:: CHALLENGE ::
Change "whereabouts" to "location" throughout the records from the line containing "the white cloud." through the end of the records, both included, and leave everything else in those lines as is. Output only those lines.

:: DATA RECORDS ::

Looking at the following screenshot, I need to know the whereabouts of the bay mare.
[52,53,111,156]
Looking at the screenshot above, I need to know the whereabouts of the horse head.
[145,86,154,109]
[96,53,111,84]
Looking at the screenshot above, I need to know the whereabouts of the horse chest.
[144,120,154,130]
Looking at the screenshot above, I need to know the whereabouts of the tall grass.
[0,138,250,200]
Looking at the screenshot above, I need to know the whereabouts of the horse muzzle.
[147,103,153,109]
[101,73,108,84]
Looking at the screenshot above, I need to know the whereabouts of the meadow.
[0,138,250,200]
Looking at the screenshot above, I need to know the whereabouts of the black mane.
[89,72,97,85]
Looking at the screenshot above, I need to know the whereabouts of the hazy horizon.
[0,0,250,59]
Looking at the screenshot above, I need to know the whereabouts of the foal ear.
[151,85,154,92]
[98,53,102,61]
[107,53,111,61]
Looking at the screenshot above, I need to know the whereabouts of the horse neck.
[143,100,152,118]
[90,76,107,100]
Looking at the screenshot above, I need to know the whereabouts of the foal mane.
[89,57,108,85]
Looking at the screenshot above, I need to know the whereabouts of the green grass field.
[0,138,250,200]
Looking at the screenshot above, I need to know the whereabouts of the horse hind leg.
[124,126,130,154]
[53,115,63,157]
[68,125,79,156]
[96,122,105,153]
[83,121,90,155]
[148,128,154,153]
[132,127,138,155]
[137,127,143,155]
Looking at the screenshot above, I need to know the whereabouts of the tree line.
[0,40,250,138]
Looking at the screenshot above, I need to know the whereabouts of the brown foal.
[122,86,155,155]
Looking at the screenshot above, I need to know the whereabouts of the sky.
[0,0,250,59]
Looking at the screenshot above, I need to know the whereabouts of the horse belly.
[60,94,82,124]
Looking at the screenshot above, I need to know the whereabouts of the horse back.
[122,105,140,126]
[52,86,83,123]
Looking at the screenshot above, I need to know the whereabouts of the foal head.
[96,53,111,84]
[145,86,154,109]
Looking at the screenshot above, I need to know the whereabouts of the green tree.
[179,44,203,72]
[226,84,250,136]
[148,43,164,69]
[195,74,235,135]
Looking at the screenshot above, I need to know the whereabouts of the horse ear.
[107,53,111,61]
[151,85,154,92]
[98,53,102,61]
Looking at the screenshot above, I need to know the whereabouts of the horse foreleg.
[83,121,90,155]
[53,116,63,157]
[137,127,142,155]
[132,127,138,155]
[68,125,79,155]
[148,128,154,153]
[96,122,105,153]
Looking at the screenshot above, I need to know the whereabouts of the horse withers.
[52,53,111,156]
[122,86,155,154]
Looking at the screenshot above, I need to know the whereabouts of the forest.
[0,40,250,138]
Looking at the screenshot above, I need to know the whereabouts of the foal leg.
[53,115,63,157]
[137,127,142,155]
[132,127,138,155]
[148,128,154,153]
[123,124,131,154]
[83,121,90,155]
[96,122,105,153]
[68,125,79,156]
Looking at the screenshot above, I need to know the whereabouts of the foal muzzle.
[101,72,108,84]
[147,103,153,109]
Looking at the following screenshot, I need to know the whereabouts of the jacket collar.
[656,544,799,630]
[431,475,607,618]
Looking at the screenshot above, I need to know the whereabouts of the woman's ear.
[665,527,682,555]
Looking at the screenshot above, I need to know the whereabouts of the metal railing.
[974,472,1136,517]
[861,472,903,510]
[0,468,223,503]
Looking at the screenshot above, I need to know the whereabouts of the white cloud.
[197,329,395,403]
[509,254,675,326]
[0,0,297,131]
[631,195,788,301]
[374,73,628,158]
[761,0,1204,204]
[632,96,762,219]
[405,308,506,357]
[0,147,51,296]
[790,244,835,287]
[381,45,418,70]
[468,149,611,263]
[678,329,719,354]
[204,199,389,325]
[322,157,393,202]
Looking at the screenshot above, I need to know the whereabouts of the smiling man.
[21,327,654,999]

:: THE RESPONSE ::
Looking at the screenshot above, I need to know the location of the white cloud.
[197,329,395,403]
[509,254,675,326]
[0,0,297,131]
[631,195,788,301]
[374,73,628,158]
[761,0,1204,204]
[632,96,762,219]
[405,308,506,357]
[0,147,51,296]
[790,244,835,287]
[381,45,418,70]
[468,149,611,263]
[678,329,719,354]
[204,199,389,325]
[322,157,393,202]
Looking at the screenshot above, I need to know the location of the smiling man.
[21,327,654,999]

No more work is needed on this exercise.